Hay que reconocerle a la administración Colau un extraño poder de influencia en la realidad, que últimamente está poniendo en práctica algunos de sus deseos. Veamos un par de ejemplos. Poco después de que Janet Sanz declarará que había que poner en su sitio a la industria barcelonesa del automóvil (o, directamente desmantelarla), pues ya se sabe que el coche es demoníaco y que donde estén una bici o un patinete, que se quiten los vehículos de cuatro ruedas, Nissan anunció que cerraba su planta de Barcelona, dejando en la calle a 3000 trabajadores directos y otros 20.000 de empresas que colaboraban con el gigante japonés de la automoción. Tras años de quejas constantes por parte de toda la pandilla Colau acerca del asco que dan los turistas que nos visitan y nos roban el alma en chancletas y pantalón corto, el coronavirus ha conseguido que aquí no venga ni Dios y que Barcelona vuelva a ser de los barceloneses, lo cual hemos descubierto que resulta deprimente y ruinoso.

Cuando no basta con la realidad, la administración Colau tiene que ponerse las pilas para seguir adelante con su plan, que es convertir nuestra ciudad en un muermo social y un cementerio para la cultura. En este último terreno, la iniciativa del ayuntamiento común (y corriente) siempre ha sido escasa tirando a nula: para el colauismo, la cultura es siempre sospechosa de elitismo, así que no se puede esperar del actual ayuntamiento ninguna ayuda en ese sentido: que se metan los rusos el Hermitage por donde les quepa; y los del MACBA que no se confíen mucho, que igual un día de éstos hay que requisarlo para convertirlo en una pista de patinaje indoors para los pobres chavales que hasta ahora se ven obligados a cultivar su pasión por el skateboarding al raso (una vez liberada la plaza de patinadores, con un poco de esfuerzo se podría instalar en ella un bonito huerto urbano, ¿no creen?).

En cuanto a la mutación de nuestra ciudad en muermo social, yo creo que se están dando los pasos adecuados. Mientras los dueños de bares y restaurantes se están comiendo los mocos ante la ausencia de los denigrados/deseados visitantes extranjeros, en Can Colau van a una velocidad de tortuga a la hora de conceder licencias para ampliar terrazas, no se nos vaya a llenar esto de alegres desocupados dispuestos a invertir en risa y alcohol los cuatro euros que les quedan antes de que empiece en serio la pesadilla financiera en septiembre u octubre. De eso se quejaba ayer Roger Pallarols, restaurador en jefe de la ciudad, en estas mismas páginas, haciendo referencia a la cifra de negocios relacionados con el comercio y el bebercio que van a tener que chapar si las cosas siguen como hasta ahora.

Todo parece indicar que habrá que convivir con el virus de marras una buena temporada. Y que todos estamos expuestos a él. No es como el sida, que, si no eras homosexual, yonqui o haitiano te lo podías tomar con cierta tranquilidad. Con el coronavirus, te tose quien no debe y ya has pringado. Por eso esperaría uno de su ayuntamiento ideas algo más brillantes que el acoso al automovilista, la alergia a la cultura, la severidad calvinista frente al ocio nocturno y, ya puestos, la recompensa con dinero público a asociaciones supuestamente bondadosas controladas por colegas o amiguetes de la señora alcaldesa, quien, poco a poco, va viendo como Barcelona se convierte en su ciudad soñada: sin coches, sin turistas, sin terrazas, sin museos, sin actividades culturales…El paraíso de los comunes va tomando cuerpo. Puede que los demás tengamos que pringar, pero ya se sabe que no se puede hacer una tortilla sin romperle los huevos a alguien (o algo parecido) y que, en el fondo, todo lo que hace la banda Colau es por nuestro bien.

¿Verdad que se circula que da gusto por la Rambla, ahora que no hay turistas? ¿A que se aprecia mejor la suciedad del pavimento y el cutrerío de tiendas y quioscos? Si es que nos quejamos de vicio.

-.-.-

Según el fragmento, ¿a cuántos trabajadores directos dejó en la calle Nissan al cerrar su planta de Barcelona?

● **Extracto de datos**
-.-.-

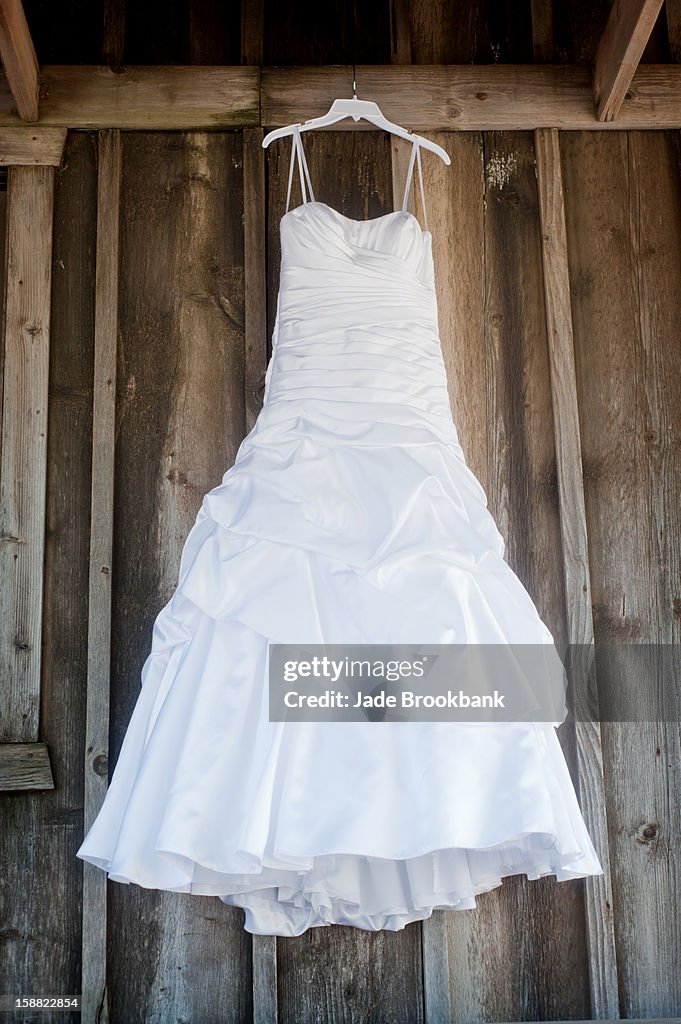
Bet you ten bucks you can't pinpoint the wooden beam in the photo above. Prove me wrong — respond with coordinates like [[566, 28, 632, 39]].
[[0, 167, 54, 742], [535, 128, 620, 1019], [0, 0, 39, 121], [81, 131, 121, 1021], [0, 65, 681, 132], [593, 0, 663, 121], [0, 128, 67, 167], [261, 65, 681, 132], [16, 65, 260, 131], [0, 742, 54, 793]]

-.-.-

● **Respuesta esperada**
A 3000 trabajadores directos.